_CHALLENGE A_
Transcribe everything from "The Miami Heat" down to "second-worst in the league." in the article on the Heat's season finale, keeping it character for character.

_EXTRACT TO READ_
begin
Miami Heat
Heat reach .500 to cap remarkable turnaround, miss playoffs despite beating Wizards
Miami Heat

Heat reach .500 to cap remarkable turnaround, miss playoffs despite beating Wizards

Published Apr. 13, 2017 12:08 a.m. ET

MIAMI (AP) -- Goran Dragic's eyes were red long after the final buzzer. Willie Reed sat at his locker, overcome by emotion. Some players shed tears. Others yelled in frustration.

The Miami Heat won.

The season ended anyway.

The NBA's turnaround story of the season ended without a trip to the playoffs. The Heat beat the Washington Wizards 110-102 on Wednesday night, but finished No. 9 in the Eastern Conference after Chicago and Indiana won to grab the last two remaining postseason spots.

"I don't know if I've ever wanted something more for a team," an emotional Heat coach Erik Spoelstra said. "When any one of us wanted to get into team sports, it was to be around a team like this. ... The hardest thing for any of us to wrap our minds around is that we don't have practice tomorrow at 12. It just doesn't feel right. It doesn't feel like the basketball gods shined down on us."





They went 11-30 in the first 41 games, second-worst in the league.

They went 30-11 in the final 41 games, second-best in the league.

They'll be going nowhere else. They finished at 41-41, their first time at .500 since starting 2-2. Dragic said it was the worst feeling he had after a game since his homeland of Slovenia lost while hosting the European championship quarterfinals in 2013.
end
_CHALLENGE B_
Report how many lines of the rows below contain the string "leafy", matching case exactly. Give only the number.

_INPUT MATERIAL_
begin
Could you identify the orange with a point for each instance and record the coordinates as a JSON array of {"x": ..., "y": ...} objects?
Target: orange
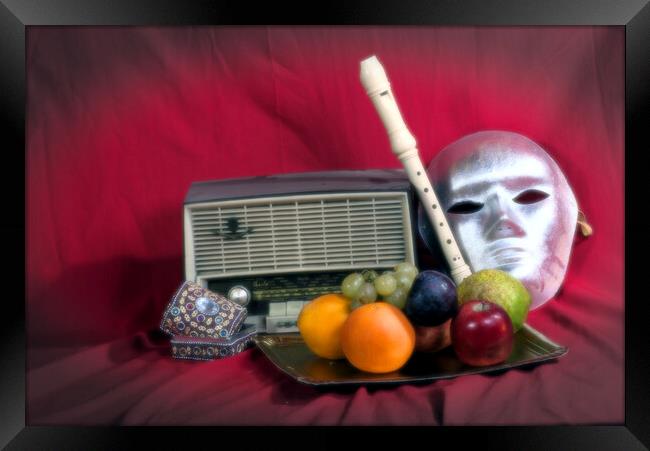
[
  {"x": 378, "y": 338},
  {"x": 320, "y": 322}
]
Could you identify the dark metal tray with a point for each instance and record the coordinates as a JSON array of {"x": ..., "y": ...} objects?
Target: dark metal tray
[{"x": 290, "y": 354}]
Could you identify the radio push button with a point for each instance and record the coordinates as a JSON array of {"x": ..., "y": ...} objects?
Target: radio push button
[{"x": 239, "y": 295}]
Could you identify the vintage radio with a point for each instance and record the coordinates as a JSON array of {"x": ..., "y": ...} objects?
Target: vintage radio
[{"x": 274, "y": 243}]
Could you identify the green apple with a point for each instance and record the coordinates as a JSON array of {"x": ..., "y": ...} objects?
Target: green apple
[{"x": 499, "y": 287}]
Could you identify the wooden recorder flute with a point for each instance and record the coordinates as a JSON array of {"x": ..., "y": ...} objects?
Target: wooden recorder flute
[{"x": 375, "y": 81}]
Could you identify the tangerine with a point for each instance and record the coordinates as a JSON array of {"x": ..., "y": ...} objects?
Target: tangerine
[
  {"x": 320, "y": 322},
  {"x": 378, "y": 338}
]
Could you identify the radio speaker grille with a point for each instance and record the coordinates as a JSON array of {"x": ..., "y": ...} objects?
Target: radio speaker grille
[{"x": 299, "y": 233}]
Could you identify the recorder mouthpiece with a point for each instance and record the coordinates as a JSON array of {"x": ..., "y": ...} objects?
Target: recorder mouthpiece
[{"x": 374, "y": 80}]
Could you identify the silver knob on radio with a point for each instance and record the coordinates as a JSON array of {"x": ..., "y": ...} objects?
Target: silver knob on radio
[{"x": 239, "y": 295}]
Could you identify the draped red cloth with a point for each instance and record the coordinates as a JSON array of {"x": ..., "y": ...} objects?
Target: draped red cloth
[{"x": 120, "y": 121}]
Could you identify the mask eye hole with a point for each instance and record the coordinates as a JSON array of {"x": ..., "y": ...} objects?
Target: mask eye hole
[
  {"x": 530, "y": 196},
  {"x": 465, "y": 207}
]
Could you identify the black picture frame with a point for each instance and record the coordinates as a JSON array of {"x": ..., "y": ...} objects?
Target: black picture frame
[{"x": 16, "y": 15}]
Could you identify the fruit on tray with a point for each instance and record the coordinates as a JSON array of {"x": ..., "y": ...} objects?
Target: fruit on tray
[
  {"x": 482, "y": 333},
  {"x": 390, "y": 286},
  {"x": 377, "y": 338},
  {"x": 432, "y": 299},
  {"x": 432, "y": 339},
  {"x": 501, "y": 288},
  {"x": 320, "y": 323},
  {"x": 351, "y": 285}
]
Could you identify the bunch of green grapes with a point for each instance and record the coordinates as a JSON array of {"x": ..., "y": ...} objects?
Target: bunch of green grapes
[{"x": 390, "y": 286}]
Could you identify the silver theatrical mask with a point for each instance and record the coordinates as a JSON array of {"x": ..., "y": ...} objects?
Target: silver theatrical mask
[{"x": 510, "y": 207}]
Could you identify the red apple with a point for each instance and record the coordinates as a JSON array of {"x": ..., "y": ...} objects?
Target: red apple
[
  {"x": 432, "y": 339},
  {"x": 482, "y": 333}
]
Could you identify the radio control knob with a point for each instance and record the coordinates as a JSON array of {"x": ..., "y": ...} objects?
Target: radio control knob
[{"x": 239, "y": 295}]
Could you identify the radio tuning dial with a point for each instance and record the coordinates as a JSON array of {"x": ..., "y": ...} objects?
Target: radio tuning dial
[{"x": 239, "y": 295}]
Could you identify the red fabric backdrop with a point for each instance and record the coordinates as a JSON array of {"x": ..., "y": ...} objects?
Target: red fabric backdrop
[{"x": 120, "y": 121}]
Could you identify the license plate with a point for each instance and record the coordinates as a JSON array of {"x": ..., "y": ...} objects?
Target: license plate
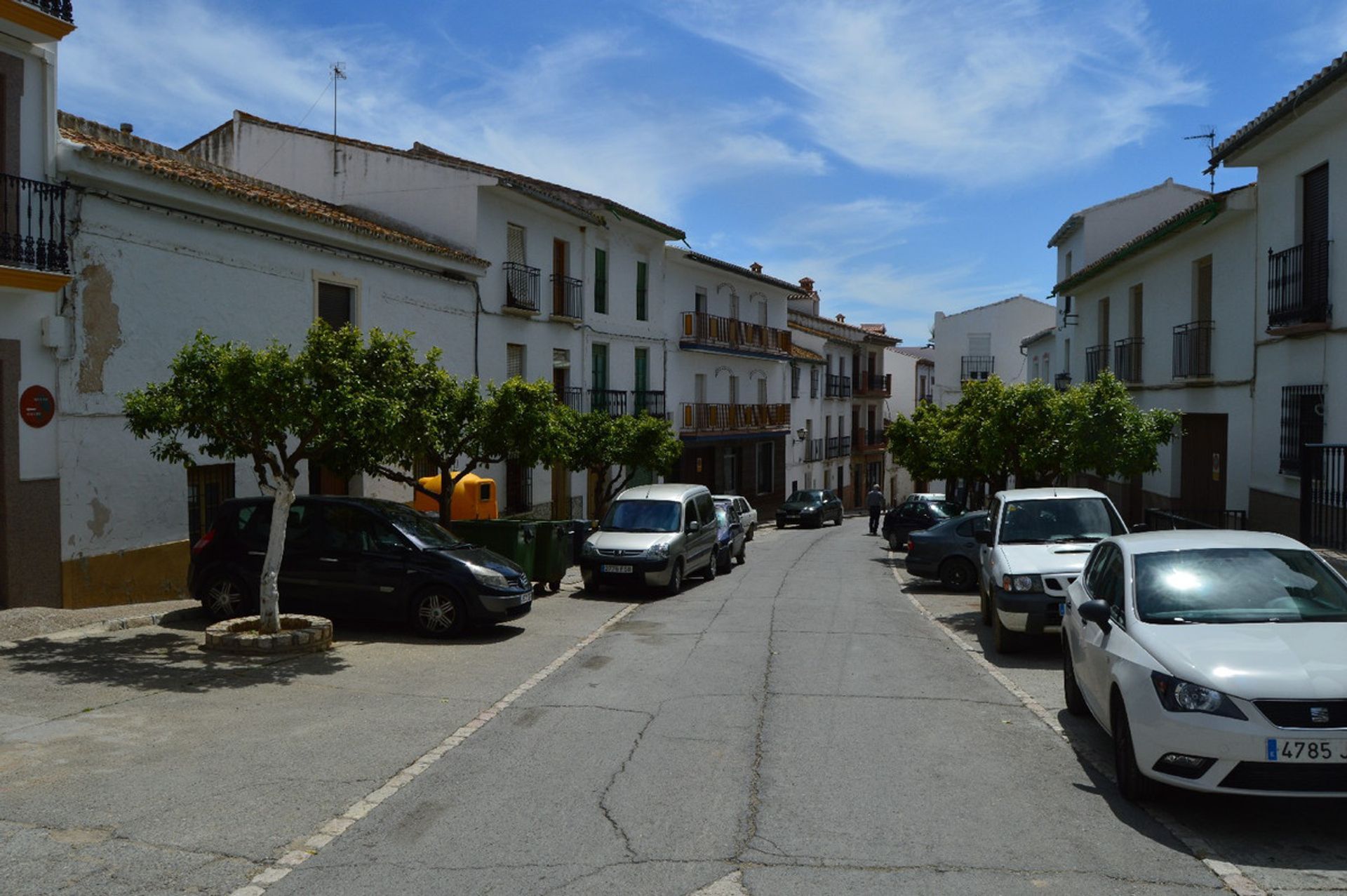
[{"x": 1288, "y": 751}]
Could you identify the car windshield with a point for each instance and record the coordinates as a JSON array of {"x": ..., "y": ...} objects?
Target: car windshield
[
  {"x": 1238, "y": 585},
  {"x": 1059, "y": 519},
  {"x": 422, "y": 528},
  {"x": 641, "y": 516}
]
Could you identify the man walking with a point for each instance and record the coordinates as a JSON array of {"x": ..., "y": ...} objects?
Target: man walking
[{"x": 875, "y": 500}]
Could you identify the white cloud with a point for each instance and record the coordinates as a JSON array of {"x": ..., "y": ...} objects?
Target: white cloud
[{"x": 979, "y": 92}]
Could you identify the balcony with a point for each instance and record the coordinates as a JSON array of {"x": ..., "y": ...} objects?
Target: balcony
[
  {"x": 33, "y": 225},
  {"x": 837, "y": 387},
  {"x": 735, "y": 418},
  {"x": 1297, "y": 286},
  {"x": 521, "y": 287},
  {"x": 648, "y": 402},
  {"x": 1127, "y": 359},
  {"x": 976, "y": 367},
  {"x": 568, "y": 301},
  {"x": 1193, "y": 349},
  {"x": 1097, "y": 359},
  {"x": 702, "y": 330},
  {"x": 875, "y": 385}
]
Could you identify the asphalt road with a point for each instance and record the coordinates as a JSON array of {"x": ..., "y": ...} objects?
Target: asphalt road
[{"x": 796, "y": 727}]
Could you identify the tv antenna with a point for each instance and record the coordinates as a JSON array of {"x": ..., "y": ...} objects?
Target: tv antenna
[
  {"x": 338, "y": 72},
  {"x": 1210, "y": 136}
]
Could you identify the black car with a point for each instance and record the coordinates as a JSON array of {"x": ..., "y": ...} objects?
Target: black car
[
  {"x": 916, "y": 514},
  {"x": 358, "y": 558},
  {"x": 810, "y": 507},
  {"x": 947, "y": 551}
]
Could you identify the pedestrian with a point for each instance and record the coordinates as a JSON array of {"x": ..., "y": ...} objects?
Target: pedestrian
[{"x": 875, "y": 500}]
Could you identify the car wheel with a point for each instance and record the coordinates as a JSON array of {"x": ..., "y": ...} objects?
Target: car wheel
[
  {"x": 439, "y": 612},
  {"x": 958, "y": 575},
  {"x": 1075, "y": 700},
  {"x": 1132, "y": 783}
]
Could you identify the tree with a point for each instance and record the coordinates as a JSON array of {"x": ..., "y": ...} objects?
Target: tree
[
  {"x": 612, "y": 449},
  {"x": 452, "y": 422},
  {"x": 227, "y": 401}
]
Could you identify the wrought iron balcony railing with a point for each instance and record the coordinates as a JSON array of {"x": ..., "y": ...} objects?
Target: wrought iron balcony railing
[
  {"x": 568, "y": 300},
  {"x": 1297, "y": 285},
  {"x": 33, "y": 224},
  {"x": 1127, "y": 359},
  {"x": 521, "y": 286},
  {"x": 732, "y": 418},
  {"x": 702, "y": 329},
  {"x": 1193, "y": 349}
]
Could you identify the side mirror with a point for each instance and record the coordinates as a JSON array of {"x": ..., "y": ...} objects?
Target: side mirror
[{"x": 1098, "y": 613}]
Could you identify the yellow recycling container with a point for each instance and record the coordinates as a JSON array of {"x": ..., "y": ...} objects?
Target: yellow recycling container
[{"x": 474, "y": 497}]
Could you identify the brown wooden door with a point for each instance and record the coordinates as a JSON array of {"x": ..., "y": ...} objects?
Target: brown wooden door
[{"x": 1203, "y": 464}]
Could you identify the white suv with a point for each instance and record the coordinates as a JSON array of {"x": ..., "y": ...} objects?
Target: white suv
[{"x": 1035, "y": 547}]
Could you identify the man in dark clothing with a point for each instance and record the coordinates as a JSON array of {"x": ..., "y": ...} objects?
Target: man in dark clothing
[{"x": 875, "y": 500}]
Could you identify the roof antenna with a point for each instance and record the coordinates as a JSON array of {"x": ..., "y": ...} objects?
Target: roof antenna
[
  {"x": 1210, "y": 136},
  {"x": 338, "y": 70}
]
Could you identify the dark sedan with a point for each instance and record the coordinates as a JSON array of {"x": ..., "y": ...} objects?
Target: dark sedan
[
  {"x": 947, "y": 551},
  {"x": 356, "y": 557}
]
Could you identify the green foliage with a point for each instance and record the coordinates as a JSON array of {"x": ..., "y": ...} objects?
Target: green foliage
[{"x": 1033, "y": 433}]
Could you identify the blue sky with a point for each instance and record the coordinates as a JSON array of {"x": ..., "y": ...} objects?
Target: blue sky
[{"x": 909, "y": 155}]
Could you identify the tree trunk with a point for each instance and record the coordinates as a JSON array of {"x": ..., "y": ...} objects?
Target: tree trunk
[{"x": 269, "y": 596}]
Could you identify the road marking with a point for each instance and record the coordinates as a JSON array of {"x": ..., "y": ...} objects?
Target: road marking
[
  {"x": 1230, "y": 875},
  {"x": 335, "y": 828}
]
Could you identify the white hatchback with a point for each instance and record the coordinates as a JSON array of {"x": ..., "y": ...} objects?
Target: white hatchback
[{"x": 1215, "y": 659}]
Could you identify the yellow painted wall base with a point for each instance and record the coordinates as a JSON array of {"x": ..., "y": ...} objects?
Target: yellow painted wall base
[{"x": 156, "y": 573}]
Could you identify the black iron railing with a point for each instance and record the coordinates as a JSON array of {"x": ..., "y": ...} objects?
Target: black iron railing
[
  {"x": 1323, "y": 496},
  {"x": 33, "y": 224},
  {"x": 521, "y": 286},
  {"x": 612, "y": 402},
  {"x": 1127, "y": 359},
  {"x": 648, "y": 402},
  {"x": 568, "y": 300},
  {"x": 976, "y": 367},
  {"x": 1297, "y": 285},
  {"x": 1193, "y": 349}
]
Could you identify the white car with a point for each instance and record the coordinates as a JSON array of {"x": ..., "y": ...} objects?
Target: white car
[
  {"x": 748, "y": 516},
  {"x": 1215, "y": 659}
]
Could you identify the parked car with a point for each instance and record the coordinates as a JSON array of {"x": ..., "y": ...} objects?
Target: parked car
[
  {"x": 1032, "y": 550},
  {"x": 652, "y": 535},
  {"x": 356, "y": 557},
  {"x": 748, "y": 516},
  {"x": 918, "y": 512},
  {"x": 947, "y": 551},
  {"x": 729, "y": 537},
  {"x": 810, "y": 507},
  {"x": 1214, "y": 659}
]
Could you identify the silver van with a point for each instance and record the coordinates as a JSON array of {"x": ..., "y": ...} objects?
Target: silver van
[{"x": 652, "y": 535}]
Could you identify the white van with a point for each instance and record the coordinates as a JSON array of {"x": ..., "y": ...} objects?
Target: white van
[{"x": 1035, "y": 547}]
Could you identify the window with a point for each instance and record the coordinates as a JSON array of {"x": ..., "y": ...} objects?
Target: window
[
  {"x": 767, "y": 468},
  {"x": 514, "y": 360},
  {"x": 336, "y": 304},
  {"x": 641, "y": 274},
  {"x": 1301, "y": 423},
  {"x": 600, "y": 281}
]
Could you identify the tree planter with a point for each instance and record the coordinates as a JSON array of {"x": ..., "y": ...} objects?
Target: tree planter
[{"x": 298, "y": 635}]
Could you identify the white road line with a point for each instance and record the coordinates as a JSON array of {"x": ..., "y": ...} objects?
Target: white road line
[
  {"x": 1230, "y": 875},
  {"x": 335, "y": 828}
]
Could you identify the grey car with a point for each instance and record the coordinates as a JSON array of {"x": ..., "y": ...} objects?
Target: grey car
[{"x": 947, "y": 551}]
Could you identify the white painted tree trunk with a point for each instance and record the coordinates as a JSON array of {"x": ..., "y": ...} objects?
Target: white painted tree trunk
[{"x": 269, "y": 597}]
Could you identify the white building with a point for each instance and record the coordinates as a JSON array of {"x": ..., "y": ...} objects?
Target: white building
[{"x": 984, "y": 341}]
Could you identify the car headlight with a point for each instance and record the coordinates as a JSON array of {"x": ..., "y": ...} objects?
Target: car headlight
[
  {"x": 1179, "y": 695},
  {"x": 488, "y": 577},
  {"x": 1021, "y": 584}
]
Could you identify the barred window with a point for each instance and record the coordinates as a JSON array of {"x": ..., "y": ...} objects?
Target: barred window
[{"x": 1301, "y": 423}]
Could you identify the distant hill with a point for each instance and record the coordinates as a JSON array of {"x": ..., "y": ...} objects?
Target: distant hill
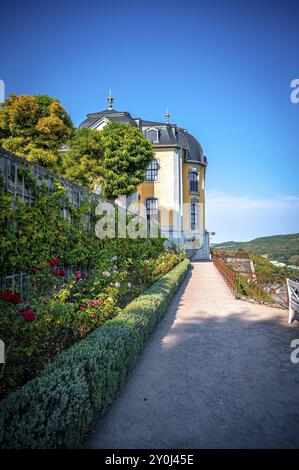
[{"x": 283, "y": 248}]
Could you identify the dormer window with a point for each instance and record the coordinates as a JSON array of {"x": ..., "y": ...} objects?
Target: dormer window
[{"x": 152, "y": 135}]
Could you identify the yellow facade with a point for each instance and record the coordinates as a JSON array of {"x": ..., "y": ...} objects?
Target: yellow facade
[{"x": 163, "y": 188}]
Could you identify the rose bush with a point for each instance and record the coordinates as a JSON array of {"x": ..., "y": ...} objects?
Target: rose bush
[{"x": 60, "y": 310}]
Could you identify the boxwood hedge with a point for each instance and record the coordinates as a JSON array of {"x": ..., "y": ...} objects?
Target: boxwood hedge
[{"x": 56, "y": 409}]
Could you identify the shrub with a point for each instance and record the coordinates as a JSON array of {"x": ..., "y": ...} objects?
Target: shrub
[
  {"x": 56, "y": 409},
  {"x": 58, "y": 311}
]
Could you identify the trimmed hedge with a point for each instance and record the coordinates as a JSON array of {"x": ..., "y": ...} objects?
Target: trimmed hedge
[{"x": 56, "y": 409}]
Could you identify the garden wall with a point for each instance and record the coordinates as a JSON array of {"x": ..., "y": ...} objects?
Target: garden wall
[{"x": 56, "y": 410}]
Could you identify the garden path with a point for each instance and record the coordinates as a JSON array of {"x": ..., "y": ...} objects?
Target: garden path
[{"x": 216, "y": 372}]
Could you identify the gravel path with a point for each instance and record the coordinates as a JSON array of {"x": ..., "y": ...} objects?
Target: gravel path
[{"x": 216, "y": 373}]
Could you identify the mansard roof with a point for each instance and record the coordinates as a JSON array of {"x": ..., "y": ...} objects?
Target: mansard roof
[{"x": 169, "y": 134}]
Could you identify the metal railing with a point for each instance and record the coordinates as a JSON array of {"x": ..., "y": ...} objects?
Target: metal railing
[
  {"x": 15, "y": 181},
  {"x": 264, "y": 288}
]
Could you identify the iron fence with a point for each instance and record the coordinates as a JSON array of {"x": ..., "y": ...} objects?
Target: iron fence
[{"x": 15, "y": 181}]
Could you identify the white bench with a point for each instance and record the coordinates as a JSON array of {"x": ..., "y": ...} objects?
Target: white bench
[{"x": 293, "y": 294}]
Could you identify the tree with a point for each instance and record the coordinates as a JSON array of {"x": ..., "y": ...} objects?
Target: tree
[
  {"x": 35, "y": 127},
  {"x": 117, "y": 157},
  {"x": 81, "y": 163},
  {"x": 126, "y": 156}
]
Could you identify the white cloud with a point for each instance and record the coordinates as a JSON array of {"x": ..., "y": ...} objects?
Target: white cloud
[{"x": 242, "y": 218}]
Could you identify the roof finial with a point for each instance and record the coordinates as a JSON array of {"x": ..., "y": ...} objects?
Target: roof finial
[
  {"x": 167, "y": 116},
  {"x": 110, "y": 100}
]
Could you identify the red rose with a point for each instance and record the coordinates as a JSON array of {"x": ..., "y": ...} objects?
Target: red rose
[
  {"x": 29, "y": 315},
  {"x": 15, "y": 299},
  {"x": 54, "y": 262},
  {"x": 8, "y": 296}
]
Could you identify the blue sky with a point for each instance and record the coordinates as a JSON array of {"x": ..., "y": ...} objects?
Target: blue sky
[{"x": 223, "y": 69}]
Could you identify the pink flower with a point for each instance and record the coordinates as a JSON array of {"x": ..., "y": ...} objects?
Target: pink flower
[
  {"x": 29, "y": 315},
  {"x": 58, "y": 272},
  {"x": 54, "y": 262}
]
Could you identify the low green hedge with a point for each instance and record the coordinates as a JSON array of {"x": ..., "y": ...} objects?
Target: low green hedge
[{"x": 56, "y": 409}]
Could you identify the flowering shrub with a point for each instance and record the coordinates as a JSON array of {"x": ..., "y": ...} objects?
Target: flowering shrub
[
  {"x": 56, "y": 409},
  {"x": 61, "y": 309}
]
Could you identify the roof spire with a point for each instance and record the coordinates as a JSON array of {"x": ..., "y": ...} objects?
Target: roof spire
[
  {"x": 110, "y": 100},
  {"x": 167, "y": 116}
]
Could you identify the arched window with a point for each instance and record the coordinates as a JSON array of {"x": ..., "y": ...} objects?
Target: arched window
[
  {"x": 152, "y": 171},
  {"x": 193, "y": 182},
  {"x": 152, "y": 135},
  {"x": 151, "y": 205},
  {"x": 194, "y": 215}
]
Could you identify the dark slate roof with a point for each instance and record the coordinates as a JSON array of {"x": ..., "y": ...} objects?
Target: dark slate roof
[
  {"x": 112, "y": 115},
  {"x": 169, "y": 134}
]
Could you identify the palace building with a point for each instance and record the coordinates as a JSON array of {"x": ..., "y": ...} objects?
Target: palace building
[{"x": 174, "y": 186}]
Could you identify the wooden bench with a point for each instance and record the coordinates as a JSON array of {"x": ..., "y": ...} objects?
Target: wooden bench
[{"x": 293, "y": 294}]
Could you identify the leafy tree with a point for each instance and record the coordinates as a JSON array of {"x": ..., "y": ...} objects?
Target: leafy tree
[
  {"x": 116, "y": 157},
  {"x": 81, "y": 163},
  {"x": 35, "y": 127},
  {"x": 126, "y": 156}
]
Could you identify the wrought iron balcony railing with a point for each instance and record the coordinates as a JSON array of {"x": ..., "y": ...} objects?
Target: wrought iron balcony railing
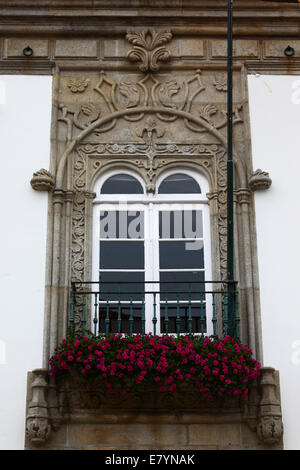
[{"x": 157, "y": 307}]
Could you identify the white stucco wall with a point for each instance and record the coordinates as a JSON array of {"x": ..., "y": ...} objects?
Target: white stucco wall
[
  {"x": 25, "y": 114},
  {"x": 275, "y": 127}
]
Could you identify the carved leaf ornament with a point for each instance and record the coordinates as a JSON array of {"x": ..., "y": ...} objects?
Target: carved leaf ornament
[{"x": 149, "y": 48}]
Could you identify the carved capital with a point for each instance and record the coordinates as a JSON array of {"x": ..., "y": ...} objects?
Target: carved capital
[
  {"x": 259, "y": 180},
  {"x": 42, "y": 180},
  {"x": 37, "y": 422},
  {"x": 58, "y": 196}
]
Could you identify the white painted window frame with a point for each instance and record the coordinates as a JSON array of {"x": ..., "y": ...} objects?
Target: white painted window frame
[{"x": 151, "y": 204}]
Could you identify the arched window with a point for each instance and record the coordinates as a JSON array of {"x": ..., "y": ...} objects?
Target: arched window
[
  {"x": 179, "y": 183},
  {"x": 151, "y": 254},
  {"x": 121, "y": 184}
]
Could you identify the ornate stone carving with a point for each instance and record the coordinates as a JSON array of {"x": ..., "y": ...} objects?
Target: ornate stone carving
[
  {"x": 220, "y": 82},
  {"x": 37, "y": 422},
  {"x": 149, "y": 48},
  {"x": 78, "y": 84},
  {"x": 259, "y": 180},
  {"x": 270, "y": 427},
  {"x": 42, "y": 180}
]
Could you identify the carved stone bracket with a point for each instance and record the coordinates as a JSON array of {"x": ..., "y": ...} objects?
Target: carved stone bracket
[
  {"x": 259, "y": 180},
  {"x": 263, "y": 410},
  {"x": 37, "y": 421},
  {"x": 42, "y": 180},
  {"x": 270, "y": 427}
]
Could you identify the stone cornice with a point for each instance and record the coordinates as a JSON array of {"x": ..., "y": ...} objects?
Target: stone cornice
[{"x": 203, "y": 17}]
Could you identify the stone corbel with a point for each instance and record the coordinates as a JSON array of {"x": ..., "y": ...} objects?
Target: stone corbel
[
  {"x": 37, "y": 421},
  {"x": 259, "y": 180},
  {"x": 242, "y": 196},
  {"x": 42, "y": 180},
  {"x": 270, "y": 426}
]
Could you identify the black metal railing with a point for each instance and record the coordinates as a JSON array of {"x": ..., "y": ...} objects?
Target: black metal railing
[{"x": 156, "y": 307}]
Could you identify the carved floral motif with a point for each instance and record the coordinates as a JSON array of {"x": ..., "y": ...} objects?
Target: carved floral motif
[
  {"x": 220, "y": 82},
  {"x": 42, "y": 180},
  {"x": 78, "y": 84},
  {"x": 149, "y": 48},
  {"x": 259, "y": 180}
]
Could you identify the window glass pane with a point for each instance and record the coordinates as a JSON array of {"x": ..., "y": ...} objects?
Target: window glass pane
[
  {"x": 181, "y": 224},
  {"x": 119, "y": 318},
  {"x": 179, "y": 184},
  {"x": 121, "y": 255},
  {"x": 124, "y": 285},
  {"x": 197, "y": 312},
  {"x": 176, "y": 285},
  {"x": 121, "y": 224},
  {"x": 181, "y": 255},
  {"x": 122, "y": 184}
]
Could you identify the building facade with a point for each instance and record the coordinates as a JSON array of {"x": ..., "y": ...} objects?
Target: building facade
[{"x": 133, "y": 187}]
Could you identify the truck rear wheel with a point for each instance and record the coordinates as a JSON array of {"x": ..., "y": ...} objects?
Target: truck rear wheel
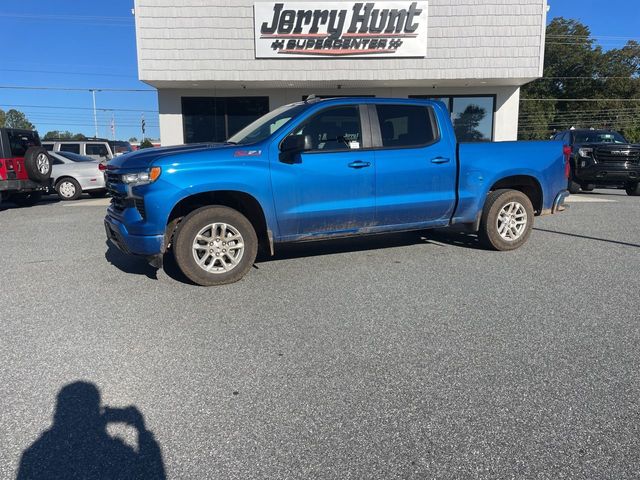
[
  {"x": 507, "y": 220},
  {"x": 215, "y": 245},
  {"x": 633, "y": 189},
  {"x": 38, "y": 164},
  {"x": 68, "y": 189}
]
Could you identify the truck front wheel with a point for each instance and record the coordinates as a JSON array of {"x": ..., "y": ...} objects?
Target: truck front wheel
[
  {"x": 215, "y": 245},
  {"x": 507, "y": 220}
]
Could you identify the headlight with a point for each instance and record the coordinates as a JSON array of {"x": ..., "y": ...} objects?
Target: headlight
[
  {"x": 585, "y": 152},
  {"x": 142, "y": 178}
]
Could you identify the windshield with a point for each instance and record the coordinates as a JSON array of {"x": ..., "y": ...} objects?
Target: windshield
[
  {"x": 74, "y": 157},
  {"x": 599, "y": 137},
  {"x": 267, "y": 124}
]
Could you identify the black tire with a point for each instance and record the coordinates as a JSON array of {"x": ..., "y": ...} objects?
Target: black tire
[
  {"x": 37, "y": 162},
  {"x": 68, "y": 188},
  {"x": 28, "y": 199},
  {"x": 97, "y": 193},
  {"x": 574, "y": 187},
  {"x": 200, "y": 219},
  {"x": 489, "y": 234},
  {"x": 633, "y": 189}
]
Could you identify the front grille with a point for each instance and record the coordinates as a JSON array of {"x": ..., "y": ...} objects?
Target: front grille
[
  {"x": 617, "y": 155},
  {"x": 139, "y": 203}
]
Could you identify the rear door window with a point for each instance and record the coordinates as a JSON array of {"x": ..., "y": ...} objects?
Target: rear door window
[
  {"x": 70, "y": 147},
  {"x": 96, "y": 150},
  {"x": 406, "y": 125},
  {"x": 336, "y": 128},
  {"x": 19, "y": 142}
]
end
_FINISHED ANSWER A_
The Miami Heat won.

The season ended anyway.

The NBA's turnaround story of the season ended without a trip to the playoffs. The Heat beat the Washington Wizards 110-102 on Wednesday night, but finished No. 9 in the Eastern Conference after Chicago and Indiana won to grab the last two remaining postseason spots.

"I don't know if I've ever wanted something more for a team," an emotional Heat coach Erik Spoelstra said. "When any one of us wanted to get into team sports, it was to be around a team like this. ... The hardest thing for any of us to wrap our minds around is that we don't have practice tomorrow at 12. It just doesn't feel right. It doesn't feel like the basketball gods shined down on us."





They went 11-30 in the first 41 games, second-worst in the league.

_FINISHED ANSWER B_
2